TRECHO FORNECIDO ->
------------------------------
As repercussões econômicas e territoriais desse processo influenciaram propostas sobre a necessidade de um projeto de melhorias urbanas. Imprensa, empresários dos setores imobiliário e industrial fizeram alarmes sobre a necessidade de modernização da cidade. Eram a favor de seu alinhamento nos ideais de progresso e desenvolvimento[i], colocando diante do governo a exigência de um modo de vida normalizador de viver em cidades.

Nesse momento, a desmunicipalização dos impostos promoveu restrições à autonomia dos municípios e problemas financeiros aos cofres da cidade. Assim, a remodelação do centro acarretaria a valorização da região e, com isso, aumentaria a arrecadação da Administração Municipal. Essa última, interessada nos benefícios à gestão pública, assumiu o papel de interventora e incorporou o discurso das elites econômicas, que preconizava a necessidade de transformações nas formas de organização espacial, a reformulação da cidade e a sua definição nos padrões da modernidade.[ii]

Em 1934, o Plano de Melhoramentos Urbanos de Prestes Maia foi instituído com diretrizes voltadas para a modernização, circulação e delimitação de espaços. Segundo o projeto, Campinas deveria possuir um trânsito rápido, moderno, tanto para os veículos como para pedestres que, a partir de então, usariam o centro como local de passagem. Tais medidas tiveram como resultado o advento de obstáculos para a apropriação e ocupação do solo para a maioria da população e originaram uma segregação espacial, presente até hoje.
------------------------------
OBJETIVO 1 ->
Duplique parte do trecho sobre a remodelação urbana de Campinas, começando nas palavras "As repercussões econômicas" e parando depois de "viver em cidades.".
O trecho e os registros não têm nenhuma relação entre si.

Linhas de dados
------------------------------
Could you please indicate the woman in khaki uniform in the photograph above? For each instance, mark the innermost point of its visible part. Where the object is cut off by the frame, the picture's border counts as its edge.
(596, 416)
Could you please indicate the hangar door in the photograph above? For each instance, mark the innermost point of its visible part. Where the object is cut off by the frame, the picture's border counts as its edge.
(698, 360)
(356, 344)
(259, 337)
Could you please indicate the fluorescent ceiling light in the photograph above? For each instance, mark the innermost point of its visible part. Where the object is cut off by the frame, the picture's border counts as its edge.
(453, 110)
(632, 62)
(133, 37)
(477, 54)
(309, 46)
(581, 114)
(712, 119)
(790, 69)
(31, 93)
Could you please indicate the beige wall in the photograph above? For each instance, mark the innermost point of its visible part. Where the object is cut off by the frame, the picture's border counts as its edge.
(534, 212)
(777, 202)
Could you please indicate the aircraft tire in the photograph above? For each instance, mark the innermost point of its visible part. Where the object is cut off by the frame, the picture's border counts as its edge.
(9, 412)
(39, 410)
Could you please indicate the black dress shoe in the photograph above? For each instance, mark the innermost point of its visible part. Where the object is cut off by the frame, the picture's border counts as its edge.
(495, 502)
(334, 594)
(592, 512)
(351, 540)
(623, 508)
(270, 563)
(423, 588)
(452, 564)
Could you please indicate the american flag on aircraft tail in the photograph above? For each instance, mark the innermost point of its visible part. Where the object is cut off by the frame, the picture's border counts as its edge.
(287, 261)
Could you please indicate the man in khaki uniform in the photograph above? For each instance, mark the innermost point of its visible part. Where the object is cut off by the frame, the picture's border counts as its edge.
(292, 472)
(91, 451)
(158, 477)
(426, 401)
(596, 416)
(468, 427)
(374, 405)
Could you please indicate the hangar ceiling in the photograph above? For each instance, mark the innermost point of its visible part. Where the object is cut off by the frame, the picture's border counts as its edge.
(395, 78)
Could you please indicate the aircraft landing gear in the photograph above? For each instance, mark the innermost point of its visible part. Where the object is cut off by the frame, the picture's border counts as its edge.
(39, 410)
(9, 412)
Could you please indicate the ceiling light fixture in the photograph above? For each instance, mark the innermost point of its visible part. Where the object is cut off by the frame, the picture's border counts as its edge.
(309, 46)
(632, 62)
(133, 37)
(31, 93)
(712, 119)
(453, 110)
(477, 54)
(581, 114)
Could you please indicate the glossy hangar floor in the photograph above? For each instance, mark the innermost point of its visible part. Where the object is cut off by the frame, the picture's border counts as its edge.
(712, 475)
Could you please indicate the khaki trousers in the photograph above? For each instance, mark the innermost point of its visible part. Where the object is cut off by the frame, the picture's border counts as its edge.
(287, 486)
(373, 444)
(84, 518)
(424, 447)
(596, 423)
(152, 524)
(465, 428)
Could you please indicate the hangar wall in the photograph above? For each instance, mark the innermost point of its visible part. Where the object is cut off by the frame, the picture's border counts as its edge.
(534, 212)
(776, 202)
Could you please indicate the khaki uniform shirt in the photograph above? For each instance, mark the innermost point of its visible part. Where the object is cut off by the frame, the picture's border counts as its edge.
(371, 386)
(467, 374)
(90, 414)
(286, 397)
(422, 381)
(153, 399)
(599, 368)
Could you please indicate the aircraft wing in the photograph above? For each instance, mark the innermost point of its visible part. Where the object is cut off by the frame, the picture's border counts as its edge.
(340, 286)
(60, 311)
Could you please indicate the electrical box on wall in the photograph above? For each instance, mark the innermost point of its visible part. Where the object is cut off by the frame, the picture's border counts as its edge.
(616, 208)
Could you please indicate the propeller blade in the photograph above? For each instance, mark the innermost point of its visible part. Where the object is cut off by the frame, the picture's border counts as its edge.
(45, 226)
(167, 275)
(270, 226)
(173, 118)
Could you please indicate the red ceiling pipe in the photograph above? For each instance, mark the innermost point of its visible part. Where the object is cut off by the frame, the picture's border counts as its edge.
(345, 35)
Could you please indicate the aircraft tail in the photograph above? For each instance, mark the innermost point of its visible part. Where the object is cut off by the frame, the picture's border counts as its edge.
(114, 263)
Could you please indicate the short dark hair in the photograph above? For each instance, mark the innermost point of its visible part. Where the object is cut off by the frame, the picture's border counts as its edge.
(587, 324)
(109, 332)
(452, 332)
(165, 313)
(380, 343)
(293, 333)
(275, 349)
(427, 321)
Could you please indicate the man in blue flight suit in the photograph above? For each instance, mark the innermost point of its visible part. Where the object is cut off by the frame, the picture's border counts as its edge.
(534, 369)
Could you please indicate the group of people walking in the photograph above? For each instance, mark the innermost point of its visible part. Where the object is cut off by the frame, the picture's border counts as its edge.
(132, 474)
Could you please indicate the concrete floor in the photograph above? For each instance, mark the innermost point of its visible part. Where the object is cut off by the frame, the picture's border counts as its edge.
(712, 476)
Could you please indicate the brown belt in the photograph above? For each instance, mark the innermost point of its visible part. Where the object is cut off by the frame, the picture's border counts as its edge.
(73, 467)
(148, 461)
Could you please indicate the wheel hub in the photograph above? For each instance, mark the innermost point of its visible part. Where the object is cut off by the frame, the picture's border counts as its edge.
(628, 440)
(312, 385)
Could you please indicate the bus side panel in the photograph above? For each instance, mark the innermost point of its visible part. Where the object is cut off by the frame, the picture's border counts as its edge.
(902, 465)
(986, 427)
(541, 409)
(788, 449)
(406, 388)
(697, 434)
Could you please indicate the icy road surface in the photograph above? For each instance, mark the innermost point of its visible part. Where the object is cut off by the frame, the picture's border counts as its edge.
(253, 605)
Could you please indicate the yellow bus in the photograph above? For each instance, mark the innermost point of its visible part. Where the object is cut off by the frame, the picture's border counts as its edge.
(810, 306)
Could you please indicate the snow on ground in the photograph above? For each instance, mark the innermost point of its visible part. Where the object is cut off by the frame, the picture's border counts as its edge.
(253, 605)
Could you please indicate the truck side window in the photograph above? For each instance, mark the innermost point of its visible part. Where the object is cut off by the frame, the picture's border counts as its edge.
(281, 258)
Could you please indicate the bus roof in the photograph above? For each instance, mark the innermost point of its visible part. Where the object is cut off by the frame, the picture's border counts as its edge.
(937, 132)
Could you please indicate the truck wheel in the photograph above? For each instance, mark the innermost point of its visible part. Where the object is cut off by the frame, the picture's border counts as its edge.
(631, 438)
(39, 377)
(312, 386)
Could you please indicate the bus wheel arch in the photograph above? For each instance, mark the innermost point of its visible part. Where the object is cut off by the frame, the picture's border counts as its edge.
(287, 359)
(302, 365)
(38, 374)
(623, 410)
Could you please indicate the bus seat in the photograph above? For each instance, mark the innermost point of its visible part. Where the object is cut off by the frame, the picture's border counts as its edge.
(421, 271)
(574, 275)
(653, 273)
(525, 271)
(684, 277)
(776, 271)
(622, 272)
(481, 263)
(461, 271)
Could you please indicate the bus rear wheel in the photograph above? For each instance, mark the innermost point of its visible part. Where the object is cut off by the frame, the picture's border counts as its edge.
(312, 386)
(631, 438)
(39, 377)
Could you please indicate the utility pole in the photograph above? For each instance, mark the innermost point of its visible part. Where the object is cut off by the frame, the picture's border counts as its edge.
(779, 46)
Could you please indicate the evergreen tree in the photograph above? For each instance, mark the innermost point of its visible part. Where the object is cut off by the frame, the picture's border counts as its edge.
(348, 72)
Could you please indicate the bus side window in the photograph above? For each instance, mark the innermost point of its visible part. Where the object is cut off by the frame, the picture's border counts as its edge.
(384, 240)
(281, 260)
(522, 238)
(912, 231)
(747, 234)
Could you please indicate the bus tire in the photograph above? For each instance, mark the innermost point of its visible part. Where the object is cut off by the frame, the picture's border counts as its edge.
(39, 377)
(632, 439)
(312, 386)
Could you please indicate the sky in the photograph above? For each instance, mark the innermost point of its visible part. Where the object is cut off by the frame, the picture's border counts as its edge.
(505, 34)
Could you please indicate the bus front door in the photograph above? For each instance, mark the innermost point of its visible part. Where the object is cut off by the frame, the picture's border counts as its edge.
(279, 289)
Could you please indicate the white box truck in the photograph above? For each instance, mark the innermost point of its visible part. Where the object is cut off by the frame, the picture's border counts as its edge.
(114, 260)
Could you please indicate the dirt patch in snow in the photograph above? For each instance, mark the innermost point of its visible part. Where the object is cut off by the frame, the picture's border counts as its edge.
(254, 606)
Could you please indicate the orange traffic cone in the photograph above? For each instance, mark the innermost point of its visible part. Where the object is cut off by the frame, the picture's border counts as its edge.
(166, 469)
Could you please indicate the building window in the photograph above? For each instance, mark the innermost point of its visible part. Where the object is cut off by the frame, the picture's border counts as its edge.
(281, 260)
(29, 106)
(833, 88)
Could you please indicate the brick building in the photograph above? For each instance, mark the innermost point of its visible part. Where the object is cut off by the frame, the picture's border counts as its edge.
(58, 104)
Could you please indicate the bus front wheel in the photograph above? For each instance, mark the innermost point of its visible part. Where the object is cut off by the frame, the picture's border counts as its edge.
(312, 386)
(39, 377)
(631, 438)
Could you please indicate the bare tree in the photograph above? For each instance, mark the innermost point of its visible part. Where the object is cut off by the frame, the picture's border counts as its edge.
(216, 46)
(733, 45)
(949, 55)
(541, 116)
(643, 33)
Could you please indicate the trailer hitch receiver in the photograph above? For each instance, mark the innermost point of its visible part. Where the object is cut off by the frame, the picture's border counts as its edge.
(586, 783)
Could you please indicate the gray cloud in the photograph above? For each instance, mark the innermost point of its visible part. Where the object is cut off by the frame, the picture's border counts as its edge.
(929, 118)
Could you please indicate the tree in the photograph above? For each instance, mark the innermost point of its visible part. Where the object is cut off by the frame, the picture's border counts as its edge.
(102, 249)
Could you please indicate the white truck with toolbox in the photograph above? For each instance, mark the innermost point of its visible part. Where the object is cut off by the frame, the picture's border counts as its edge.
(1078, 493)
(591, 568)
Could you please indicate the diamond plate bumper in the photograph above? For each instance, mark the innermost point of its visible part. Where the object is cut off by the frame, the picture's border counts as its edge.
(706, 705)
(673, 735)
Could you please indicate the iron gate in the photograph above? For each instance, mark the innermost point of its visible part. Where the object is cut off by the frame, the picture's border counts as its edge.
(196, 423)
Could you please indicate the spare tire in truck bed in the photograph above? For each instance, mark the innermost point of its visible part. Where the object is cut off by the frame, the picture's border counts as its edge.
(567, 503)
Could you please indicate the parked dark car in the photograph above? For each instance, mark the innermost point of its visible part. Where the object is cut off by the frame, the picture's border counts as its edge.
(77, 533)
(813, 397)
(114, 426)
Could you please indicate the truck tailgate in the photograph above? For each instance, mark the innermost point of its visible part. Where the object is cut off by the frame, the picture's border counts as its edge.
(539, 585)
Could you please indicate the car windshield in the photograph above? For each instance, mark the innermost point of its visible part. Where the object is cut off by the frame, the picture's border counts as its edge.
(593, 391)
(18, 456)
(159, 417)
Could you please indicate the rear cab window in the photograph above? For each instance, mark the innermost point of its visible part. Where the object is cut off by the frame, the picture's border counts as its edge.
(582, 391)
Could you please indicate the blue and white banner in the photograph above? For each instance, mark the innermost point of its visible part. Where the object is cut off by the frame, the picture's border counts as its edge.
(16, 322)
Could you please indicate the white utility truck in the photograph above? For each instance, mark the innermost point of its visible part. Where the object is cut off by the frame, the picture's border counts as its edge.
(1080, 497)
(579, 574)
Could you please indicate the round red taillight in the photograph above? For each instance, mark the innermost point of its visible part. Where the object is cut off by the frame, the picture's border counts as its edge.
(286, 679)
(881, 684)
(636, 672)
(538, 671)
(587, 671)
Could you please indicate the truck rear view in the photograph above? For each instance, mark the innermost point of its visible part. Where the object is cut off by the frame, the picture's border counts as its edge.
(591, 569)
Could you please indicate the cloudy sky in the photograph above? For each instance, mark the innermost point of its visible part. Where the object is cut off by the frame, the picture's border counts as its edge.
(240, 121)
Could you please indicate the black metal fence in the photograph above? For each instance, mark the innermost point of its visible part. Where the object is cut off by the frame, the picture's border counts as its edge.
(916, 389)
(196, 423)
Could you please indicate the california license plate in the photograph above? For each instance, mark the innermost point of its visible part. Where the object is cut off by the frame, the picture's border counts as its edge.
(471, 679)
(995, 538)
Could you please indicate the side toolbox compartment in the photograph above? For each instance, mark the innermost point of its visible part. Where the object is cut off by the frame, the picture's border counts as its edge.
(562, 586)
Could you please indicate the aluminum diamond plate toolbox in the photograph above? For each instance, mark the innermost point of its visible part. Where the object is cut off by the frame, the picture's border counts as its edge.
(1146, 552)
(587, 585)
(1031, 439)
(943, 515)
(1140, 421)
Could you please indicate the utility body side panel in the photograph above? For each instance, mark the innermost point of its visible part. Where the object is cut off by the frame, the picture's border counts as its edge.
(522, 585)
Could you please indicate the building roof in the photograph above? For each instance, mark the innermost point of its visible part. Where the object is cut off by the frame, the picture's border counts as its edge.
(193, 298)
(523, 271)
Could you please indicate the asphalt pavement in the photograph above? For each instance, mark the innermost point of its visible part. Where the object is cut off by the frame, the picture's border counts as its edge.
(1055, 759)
------------------------------
OBJETIVO 2 ->
Por favor, reescreva as linhas dos registros da que contém "Could you please indicate the building roof" até o fim dos registros, ambas incluídas, trocando "asphalt pavement" por "concrete pavement" e deixando todo o resto como está.

RESULTADO 1 ->
As repercussões econômicas e territoriais desse processo influenciaram propostas sobre a necessidade de um projeto de melhorias urbanas. Imprensa, empresários dos setores imobiliário e industrial fizeram alarmes sobre a necessidade de modernização da cidade. Eram a favor de seu alinhamento nos ideais de progresso e desenvolvimento[i], colocando diante do governo a exigência de um modo de vida normalizador de viver em cidades.

RESULTADO 2 ->
Could you please indicate the building roof in the photograph above? For each instance, mark the innermost point of its visible part. Where the object is cut off by the frame, the picture's border counts as its edge.
(193, 298)
(523, 271)
Could you please indicate the concrete pavement in the photograph above? For each instance, mark the innermost point of its visible part. Where the object is cut off by the frame, the picture's border counts as its edge.
(1055, 759)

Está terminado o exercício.